ИСХОДНЫЙ ТЕКСТ -
>>

Библия мистически говорит нам о свободе, когда повествует о борьбе Иакова с Ангелом (Быт. 32, 23–33). Вернувшись на родину, чтобы встретиться с братом Исавом, преследовавшим Иакова за то, что тот отнял у него право первородства, Иаков перешел через поток вместе с семьей и всем, что имел, а потом остался один. Тогда Ангел, — который обозначает здесь Самого Бога, — боролся с ним до рассвета. Видя, что не одолевает, Он коснулся сустава бедра Иакова и повредил его. Затем Он сказал Иакову: «Отпусти Меня, ибо взошла заря». Но тот ответил: «Не отпущу тебя, пока не благословишь меня». — «Как твое имя?» — спрашивает Ангел и, получив ответ, говорит: «Отныне имя тебе будет не Иаков, а Израиль, ибо ты боролся с Богом, и человеков одолевать будешь». — «Скажи мне имя Твое», — просит, в свою очередь, Иаков. Но слышит ответ: «На что ты спрашиваешь о имени Моем? Оно чудно». Иаков получает благословение и называет это место Пенуэл, ибо, говорит он, «я видел Бога лицом к лицу, и сохранилась душа моя».

Здесь нужно отметить, что встреча Бога с человеком происходит ночью, когда все перешли вброд поток. Скорби деторождения приходят ночью, всякие роды происходят ночью, в той ночи, что была до начала, пока не сказал Бог: «Да будет!» Человек всегда яростно борется с Богом, и Бог согласен уступить в этой борьбе. Тогда–то всходит заря в сердце человека. И он становится творцом, потому что узрел лик Божий. Бог просит отпустить Его, и человек становиться таким сильным, что получает новое имя. Изменить имя для евреев, как и для христиан, значило изменить меру ответственности. В этой борьбе, которая вдохновляла великих мистиков, Иаков вводится в свое назначение, в творческую миссию создания нового народа.

Бог дает человеку силу, чтобы противостоять Ему. Конечно, это не значит, что человек побеждает Бога собственными силами. Но это может означать, что Бог хочет быть побежденным. Он хочет, чтобы человек был силен и стоял с Ним лицом к лицу вечно. Такое немыслимо для бога–тирана, для бога, навязывающего свою силу и власть, так же как невозможно такое и для бессильного, слабого человека.

<<

НАБОР ДАННЫХ -
>>

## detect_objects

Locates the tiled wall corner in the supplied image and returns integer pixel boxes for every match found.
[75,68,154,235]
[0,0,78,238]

<<

ЗАДАНИЕ -
Напишите продолжение текста о борьбе Иакова с Ангелом, начиная сразу после его последнего предложения.

ОТВЕТ -
Но может ли всемогущий Бог отречься от Своего всемогущества? Здесь подобает ввести понятие, известное в богословии и в христианской мистике: кенозис, или уничижение. Это слово употребляет апостол Павел в своем Послании к Филиппийцам: «Ибо в вас должны быть те же чувствования, какие во Христе Иисусе. Он, будучи образом Божиим, не почитал хищением быть равным Богу: но уничижил Себя Самого, приняв образ раба, сделавшись подобным человекам и по виду став как человек; смирил Себя, быв послушным даже до смерти, и смерти крестной» (Фил. 2, 5–8).

Христос в воплощении скрывает свою славу. Он добровольно отказывается использовать неограниченное могущество. Отказывается, чтобы вступить в диалог с тварью, чтобы быть с человеком в отношениях товарищества, без всякой искусственности. Он умирает из любви, чтобы возбудить любовь, чтобы завоевать человека не насильственным действием, а любовью, любовью, которая отдает себя и которой человек, в свою очередь, должен себя отдать.

Бог не может спасти человека, если не спасет его сначала от рабства, самая опасная сторона которого — быть рабом Бога. Бог не хочет, чтобы человек был его пленником, не хочет порабощать его Своим всемогуществом. Ибо Его могущество есть служение. В самой природе Божией — самоотдача; Он никогда не замыкается на Себе. В Своих отношениях с человеком, еще до диалога в строгом смысле слова, то есть еще до того, как человек начинает вопрошать Его, Бог уже вникает в логику его вызова, соглашается быть вопрошаемым от человека. Он подвергает Себя риску, который предполагает всякая встреча. Совершенно неописуемым и непонятным образом Он Сам приносит Себя во всесожжение. Он низко склоняется в Своей любви, чтобы увидеть перед Собой любимое лицо, ради которого он согласен вечно умирать. Но когда Царь умирает смертью раба и, стало быть, отказывается от вечности Своего Царства, та же самая вечность начинается снова, как поется о том в византийской рождественской песни.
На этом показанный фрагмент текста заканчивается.